[Outline annotation records]
++++++

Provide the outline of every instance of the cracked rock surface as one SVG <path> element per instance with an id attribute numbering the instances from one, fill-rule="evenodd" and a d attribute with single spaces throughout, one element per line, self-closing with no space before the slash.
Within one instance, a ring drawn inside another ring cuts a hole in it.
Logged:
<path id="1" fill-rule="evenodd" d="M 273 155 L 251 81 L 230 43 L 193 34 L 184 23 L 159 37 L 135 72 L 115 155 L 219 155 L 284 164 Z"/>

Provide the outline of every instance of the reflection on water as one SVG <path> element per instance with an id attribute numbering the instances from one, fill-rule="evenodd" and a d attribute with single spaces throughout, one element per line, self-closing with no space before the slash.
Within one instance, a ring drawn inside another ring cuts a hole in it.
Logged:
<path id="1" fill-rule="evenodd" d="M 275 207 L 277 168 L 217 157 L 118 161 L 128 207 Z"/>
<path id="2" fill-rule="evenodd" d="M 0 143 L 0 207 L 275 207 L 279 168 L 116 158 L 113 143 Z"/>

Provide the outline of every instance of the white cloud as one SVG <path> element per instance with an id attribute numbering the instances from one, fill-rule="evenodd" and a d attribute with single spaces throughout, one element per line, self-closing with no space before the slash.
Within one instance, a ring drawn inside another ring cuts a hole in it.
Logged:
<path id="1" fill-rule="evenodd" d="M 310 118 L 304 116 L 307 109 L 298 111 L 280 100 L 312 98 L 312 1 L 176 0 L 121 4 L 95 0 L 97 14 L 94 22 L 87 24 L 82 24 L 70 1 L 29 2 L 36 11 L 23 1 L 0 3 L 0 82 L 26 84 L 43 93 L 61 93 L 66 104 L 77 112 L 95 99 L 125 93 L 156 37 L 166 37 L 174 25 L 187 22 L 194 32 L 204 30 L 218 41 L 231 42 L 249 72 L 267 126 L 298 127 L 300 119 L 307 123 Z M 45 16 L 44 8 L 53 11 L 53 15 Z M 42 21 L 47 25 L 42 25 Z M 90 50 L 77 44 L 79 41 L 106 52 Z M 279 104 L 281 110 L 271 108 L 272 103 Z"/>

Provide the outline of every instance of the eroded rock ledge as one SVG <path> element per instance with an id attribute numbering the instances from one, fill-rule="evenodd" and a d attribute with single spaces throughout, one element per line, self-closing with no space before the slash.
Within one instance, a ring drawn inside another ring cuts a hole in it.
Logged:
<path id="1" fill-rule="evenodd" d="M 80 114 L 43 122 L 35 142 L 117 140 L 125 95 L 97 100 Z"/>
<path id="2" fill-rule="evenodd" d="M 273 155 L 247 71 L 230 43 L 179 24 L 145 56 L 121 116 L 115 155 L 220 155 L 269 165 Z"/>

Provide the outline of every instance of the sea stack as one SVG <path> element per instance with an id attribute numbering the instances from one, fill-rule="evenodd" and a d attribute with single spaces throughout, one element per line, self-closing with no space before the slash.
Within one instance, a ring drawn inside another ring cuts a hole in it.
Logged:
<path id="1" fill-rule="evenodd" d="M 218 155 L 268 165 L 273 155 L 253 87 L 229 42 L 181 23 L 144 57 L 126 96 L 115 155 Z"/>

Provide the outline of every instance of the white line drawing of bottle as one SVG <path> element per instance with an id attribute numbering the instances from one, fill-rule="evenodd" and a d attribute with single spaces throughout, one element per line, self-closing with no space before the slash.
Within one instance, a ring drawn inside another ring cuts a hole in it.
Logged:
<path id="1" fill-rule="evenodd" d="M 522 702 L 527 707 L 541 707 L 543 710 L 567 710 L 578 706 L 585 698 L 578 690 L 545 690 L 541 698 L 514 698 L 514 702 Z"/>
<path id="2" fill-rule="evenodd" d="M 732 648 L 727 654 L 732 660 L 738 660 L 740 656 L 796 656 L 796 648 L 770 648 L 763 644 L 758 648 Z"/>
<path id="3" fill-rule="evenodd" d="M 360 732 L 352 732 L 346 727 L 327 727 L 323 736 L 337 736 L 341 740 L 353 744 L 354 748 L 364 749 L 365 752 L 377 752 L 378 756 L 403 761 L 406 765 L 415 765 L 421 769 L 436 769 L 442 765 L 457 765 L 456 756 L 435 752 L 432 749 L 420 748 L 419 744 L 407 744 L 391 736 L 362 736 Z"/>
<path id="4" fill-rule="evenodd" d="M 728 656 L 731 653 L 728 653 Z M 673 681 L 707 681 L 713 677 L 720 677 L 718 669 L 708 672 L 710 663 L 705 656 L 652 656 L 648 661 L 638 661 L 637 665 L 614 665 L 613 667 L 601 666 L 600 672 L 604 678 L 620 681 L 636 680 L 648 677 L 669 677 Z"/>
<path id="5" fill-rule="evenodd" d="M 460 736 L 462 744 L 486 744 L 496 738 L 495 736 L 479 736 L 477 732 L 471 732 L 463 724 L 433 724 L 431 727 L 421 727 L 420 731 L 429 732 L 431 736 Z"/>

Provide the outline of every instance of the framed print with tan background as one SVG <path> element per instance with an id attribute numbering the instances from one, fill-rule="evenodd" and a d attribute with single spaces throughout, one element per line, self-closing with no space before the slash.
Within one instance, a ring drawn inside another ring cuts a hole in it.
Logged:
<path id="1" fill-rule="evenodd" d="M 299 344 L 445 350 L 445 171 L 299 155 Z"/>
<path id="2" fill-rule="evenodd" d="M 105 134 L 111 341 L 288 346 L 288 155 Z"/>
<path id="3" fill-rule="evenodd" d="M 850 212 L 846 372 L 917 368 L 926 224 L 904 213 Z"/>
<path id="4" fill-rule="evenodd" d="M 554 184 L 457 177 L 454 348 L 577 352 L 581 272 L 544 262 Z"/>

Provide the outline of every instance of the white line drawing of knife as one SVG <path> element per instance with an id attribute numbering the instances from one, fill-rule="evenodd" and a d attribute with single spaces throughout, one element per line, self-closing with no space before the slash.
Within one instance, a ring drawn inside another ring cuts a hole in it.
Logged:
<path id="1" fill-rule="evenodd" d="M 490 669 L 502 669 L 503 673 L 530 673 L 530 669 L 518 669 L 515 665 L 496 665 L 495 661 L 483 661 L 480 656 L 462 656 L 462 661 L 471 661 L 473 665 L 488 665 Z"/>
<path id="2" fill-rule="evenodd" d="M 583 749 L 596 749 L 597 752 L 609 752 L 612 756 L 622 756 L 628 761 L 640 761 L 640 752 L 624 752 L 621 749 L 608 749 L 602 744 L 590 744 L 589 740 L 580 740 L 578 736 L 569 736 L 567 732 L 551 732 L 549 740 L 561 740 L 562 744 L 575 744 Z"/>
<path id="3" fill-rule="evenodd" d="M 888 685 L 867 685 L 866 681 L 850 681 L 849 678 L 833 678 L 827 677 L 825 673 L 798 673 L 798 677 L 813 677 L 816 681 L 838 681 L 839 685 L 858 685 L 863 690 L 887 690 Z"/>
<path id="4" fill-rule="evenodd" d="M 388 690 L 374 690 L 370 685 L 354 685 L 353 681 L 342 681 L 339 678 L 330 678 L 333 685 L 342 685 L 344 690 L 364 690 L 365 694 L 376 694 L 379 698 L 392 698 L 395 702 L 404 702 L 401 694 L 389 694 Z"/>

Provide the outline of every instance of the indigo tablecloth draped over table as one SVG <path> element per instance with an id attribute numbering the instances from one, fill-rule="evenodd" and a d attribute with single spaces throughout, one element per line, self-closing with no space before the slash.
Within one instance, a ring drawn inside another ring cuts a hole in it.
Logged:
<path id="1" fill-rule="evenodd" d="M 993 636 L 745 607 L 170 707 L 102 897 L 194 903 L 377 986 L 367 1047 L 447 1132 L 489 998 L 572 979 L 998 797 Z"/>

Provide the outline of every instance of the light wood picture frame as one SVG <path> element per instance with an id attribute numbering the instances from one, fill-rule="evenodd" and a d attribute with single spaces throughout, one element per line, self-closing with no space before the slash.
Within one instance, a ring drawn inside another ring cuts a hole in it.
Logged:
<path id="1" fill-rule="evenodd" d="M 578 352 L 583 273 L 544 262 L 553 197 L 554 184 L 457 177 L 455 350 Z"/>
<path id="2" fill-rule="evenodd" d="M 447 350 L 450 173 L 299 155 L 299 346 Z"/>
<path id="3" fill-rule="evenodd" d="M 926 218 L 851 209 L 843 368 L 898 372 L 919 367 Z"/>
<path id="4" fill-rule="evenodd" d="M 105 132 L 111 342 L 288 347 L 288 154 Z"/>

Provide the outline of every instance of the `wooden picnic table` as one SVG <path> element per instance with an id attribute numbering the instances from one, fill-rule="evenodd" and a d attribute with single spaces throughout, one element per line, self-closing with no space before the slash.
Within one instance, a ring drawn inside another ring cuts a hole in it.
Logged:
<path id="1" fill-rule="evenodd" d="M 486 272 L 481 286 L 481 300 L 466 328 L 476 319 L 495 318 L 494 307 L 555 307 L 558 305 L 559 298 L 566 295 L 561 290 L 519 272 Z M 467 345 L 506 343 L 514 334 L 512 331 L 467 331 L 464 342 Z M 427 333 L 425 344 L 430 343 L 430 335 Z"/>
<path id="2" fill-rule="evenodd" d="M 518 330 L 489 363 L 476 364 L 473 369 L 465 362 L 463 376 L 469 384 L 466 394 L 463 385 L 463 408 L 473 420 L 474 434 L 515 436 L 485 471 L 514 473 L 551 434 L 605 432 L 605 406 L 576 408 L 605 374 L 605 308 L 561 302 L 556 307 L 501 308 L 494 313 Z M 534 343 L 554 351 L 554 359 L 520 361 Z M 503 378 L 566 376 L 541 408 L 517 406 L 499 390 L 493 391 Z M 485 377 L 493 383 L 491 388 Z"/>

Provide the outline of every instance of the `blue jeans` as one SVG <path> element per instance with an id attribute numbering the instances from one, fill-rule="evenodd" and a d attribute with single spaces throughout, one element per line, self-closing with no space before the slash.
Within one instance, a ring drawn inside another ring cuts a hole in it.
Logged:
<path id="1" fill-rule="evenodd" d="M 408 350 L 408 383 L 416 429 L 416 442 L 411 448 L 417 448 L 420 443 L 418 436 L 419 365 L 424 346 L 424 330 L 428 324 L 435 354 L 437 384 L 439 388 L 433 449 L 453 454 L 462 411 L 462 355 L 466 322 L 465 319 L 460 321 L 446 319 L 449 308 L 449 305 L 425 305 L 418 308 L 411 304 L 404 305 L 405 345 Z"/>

++++++

PROBLEM STATEMENT:
Can you express the records from the line containing "Provide the outline of every instance of the eroded" down to the line containing "273 155 L 247" as a two-column CSV with the columns request and outline? Use one row per request, put each field in quotes, and replace any line breaks with spaces.

RESPONSE TO THIS TASK:
request,outline
"Provide the outline of every instance of the eroded rock ledge as one SVG <path> element per instance with an id attribute numbering the instances from one, fill-rule=""evenodd"" and a d attribute with single spaces throughout, one element per line, self-closing with no space before the slash. Within one instance, a ring drawn inside another ring cuts a hole in it. Logged:","<path id=""1"" fill-rule=""evenodd"" d=""M 80 114 L 43 122 L 35 142 L 117 140 L 125 95 L 97 100 Z""/> <path id=""2"" fill-rule=""evenodd"" d=""M 273 155 L 247 71 L 230 43 L 179 24 L 145 56 L 121 116 L 115 155 L 220 155 L 269 165 Z""/>"